(Text-to-region grounding data)
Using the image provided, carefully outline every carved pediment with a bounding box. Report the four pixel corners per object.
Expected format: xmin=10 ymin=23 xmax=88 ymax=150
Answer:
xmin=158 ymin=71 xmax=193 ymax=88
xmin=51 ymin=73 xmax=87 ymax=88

What is expected:
Extract all of the data above without altering anything.

Exercise response:
Using the image provided, carefully outline every carved pediment with a bounding box. Report the four pixel corners per object.
Expected format: xmin=10 ymin=23 xmax=88 ymax=150
Answer:
xmin=158 ymin=71 xmax=193 ymax=88
xmin=51 ymin=73 xmax=87 ymax=88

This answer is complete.